### AUFGABE 1
Beantworten Sie anhand des Textes über die Walhaie vor Nosy Be:
(a) In welchen Monaten ist die Region um Nosy Be für ihre Walhaie bekannt?
(b) Wie viele Personen fahren morgens höchstens pro Boot auf die offene See?
(c) Ab welcher Entfernung ist der Walhai trotz des klaren Wassers kaum noch zu erkennen?
### AUFGABE 2
Greifen Sie den Text über die Walhaie vor Nosy Be an seinem Ende auf und setzen Sie ihn fort.

### ÜBUNGSTEXT ###

Walhaie sind nun wirklich keine geeigneten Aquarienbewohner und dennoch sollten sie unser erstes Ziel auf der Expedition Indischer Ozean sein. Da sie zu unserem Reisezeitpunkt wegen der Planktonblüte in der Region waren, hatten wir sie als „Hailight“ in das Programm aufgenommen. Denn ich glaube, dass es niemanden gibt, der nicht einmal einen der friedlichen Riesen im Meer erleben möchte. Die Region um Nosy Be, im Nordwesten Madagaskars ist im Oktober bis November für seine Walhaie bekannt. Sie folgen auf ihren Wanderungen dem Plankton und so kommen sie in die recht ruhigen Gewässer an der Nordwestspitze von Madagaskar.
Morgens geht es mit maximal acht Personen pro Boot raus auf die offene See. Nun wird Ausschau nach auffälligen Ansammlungen von Seevögeln über der Wasseroberfläche gehalten. Sobald sich Seevögel an einer Stelle sammeln, wird dieser Ort angesteuert. Je näher wir kommen, desto mehr erkennt man das brodelnde Meer. Kleine Fische und Plankton werden von oben von den Vögeln attackiert, von unten schnellen Makrelen und Thunfische in den immer kleiner werdenden Fischschwarm und dann kommt auch noch der Walhai, der dem Jagen ein Ende macht. Der Walhai ist so dicht unter der Wasseroberfläche, dass man seine Schwanzflosse gut außerhalb des Wassers sehen kann. Seine Schwimmrichtung wird eingeschätzt, und wir lassen uns so schnell und ruhig wie möglich in das Wasser gleiten. Wir sehen noch die letzten Fische in den Mäulern der Makrelen verschwinden und dann entdecken wir den Walhai: In etwas größerer Entfernung ist er, obwohl er um die sieben Meter misst, schwer auszumachen. Sein Punktemuster auf dem wasserblauen Körper lässt seine Kontur mit dem tiefen Blau des Freiwassers verschwimmen. Erst als er direkt auf uns zuschwimmt, ist die Größe des friedlichen Riesen auszumachen. Wow – wir müssen aufpassen, dass wir mit staunenden und offenen Mündern kein Wasser schlucken. Welch ein schöner und eindrucksvoller Anblick! Der Walhai lässt sich durch uns nicht wirklich stören und zieht gemütlich seine Bahn. Einige von uns versuchen ihm mit kraftvollen Schlägen ihrer Schwimmflossen zu folgen – aber keine Chance. Ein langsamer Walhai ist immer noch schneller als ein Schnorchler. Aber die kurze Minute oder Minuten der Begegnung sind überwältigend. Man fühlt sich klein im unendlichen Blau des Meeres und bewundert den Riesen, wie er durch dieses kleine Futter satt wird. Langsam bzw. schnell entschwindet er aus unseren Augen und taucht ab. Nach nur 20 bis 30 Metern Entfernung ist er trotz des sehr klaren Wassers kaum noch zu erkennen. Wir schwimmen wieder zurück zum Boot und suchen nach dem nächsten Vogelschwarm über der Wasseroberfläche.

### DIE DATEN ###

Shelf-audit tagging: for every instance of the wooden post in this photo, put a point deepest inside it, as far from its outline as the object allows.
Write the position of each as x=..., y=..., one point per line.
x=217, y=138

###

### ANTWORTFELD 1
(a) Im Oktober bis November.
(b) Maximal acht Personen.
(c) Nach nur 20 bis 30 Metern.

### ANTWORTFELD 2
Die Beobachtungen der Walhaie lehrten uns mehrere Dinge: Walhaie finden selbst in dem unendlich scheinenden Freiwasser des Meeres gezielt die Fischansammlungen – allerdings oft in Kooperation mit anderen Fischen und auch den Seevögeln. Plankton muss nicht klein sein: Der größte Planktonorganismus des Meeres ist der Venusgürtel, eine Rippenquallenart mit bis zu eineinhalb Metern Länge. Plankton ist nicht über die Größe definiert, sondern über seine Fortbewegung. Planktonorganismen sind die Tiere, die sich nicht aktiv gegen Meeresströmungen fortbewegen können. Wir lernten bei der Gelegenheit auch gleich, dass sehr viele Planktonorganismen stark nesseln können. Einige unserer Teilnehmer trugen nur Badehose und wurden stark an Armen und Beinen vernesselt. Sie sahen dann aus wie bei einer heftigen Scharlachinfektion. Und wir lernten auch, dass die „planktonfressenden“ Walhaie ganz gezielt Fische fressen. Und Fische gehören nun definitiv nicht zum Plankton. Sie jagen eben nur nicht einzelne Fische wie ihre zähnetragenden Verwandten, sondern schlürfen die Kleinfische mit ihrem riesigen Maul wie Fischsuppe.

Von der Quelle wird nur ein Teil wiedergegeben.